··· EXTRACTED INFORMATION ···

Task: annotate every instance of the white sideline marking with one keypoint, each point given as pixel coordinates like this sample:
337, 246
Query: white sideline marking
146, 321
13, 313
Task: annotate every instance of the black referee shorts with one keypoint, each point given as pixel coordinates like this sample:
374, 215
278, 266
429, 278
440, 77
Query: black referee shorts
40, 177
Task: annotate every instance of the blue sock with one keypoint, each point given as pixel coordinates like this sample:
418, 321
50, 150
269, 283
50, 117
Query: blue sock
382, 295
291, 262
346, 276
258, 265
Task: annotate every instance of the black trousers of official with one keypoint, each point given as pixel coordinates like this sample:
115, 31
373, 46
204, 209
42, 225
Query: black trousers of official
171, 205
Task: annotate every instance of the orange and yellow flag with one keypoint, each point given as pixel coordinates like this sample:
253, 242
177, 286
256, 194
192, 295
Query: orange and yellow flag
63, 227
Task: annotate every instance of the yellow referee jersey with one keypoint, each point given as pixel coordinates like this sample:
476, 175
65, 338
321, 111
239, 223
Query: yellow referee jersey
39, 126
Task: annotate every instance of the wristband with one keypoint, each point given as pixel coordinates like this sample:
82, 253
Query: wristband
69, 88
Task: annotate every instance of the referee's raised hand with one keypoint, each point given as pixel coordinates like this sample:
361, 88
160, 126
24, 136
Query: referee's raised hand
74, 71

···
··· EXTRACTED INFORMATION ···

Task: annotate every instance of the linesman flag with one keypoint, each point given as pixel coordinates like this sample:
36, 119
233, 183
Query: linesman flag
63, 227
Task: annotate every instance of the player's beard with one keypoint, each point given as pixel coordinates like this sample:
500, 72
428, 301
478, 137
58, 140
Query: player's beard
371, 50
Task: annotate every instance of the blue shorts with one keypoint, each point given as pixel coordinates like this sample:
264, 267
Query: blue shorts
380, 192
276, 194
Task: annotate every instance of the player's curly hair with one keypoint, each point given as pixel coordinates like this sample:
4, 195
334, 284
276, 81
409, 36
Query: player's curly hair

···

Gather up, from the records above, each line where the word "given" appears.

Task: annotate every instance of the white sideline marking with one keypoint, each point given as pixel coordinates like this sample:
Task: annotate every instance of the black referee shorts with one keypoint, each point given as pixel coordinates like this sample:
Task: annotate every instance of the blue sock with one keypoint, each point given as pixel coordinates like this sample:
Task: annotate every instance of the black trousers of official with one keypoint, each point given as pixel coordinates like this sample:
Task: annotate every instance of the orange and yellow flag with one keypoint, each point given as pixel coordinates like this sample:
Task: annotate every instance of the yellow referee jersey with one keypoint, each point given as pixel coordinates like this sample:
Task: annotate every instance of the wristband with one keypoint, each point given as pixel coordinates like this sample:
Task: annotate every instance of the referee's raised hand with one keypoint, each point given as pixel coordinates like this sample:
Task: annotate every instance of the linesman flag with one keypoint, each point given as pixel coordinates like this sample:
Task: annotate every instance of the player's beard with one keypoint, each point given as pixel coordinates like this sample:
Task: annotate every instance of the blue shorts with one keypoint, each point given as pixel coordinates like this sample:
Task: annotate every instance of the player's curly hair with one keypoint, each point given as pixel coordinates like this sample:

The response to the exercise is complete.